------ The input
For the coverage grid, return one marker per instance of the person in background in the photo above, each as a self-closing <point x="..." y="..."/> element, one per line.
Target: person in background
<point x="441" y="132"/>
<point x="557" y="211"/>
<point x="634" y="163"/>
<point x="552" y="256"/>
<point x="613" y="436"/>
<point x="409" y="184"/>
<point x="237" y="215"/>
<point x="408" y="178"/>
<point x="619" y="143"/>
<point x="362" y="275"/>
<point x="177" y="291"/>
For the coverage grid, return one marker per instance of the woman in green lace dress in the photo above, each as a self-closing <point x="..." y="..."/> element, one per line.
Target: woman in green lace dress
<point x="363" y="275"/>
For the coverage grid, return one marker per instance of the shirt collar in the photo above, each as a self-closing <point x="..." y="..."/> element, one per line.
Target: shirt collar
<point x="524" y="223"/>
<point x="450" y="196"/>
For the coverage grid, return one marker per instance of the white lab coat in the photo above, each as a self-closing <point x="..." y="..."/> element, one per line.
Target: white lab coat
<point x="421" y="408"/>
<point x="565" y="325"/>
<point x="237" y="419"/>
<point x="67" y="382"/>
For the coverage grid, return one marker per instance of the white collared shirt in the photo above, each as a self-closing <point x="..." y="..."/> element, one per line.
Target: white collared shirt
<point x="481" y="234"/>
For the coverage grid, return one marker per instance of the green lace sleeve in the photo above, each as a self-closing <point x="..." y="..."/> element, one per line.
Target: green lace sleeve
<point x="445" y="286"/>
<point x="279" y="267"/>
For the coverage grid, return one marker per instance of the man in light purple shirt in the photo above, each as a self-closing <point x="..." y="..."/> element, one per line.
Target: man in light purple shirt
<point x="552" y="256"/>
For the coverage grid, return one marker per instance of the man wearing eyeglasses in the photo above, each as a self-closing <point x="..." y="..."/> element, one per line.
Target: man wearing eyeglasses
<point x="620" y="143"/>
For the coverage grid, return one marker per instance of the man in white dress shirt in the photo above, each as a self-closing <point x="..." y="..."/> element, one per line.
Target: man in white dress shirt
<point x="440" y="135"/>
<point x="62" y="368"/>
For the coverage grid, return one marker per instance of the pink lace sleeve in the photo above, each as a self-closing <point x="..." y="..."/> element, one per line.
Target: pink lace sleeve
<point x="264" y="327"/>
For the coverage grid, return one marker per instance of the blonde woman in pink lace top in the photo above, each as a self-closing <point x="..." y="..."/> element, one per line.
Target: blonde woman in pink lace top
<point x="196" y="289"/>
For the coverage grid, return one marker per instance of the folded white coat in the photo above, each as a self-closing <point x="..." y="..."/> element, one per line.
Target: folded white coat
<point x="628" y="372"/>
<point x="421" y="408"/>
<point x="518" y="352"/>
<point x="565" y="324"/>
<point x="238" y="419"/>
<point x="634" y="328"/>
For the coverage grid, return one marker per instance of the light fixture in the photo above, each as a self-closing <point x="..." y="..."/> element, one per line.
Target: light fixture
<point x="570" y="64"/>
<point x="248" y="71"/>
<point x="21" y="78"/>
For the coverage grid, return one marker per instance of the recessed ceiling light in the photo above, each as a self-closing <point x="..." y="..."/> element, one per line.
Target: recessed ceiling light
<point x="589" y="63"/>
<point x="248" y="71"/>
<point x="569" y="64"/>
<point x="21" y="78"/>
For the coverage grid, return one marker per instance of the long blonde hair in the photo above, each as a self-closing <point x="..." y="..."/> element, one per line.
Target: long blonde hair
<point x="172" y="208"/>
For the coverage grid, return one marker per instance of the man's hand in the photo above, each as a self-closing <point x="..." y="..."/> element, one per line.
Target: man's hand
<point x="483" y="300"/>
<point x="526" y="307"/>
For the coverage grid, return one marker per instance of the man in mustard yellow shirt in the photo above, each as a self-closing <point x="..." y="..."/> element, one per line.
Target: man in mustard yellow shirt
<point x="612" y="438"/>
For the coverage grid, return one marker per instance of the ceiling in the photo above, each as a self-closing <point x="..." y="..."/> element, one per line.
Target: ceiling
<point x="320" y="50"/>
------------
------ The input
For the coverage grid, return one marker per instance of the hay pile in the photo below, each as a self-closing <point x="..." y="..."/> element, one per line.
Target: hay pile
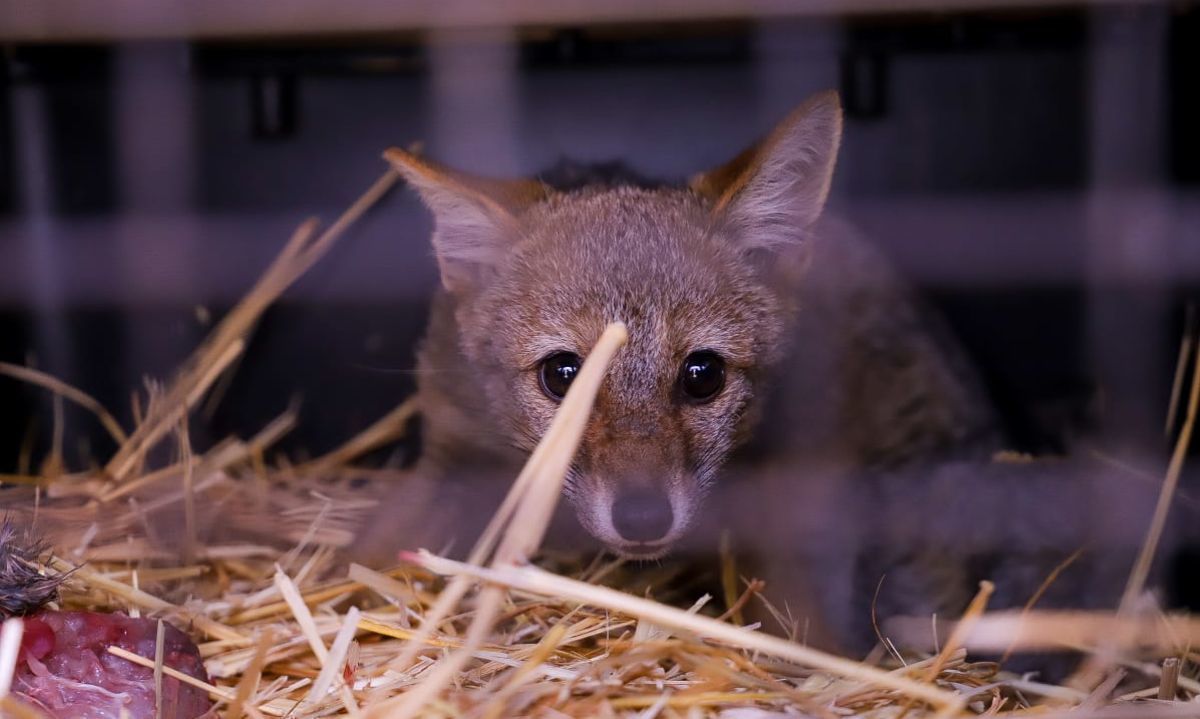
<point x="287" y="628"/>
------------
§ Required work: From the entries above, extract only the lines running from the one containing "Target: recessed ceiling light" through the one containing "of the man's", inclusive.

§ Exercise response:
Target: recessed ceiling light
<point x="589" y="63"/>
<point x="248" y="71"/>
<point x="569" y="64"/>
<point x="21" y="78"/>
For the coverage grid, return one marker per instance of the long blonde hair in the photo above, each as a self-closing <point x="..." y="..."/> element, one per line.
Target: long blonde hair
<point x="172" y="208"/>
For the coverage grid, return one marker per instance of the man's hand in the photo above, each as a self-closing <point x="..." y="..."/> element, one per line.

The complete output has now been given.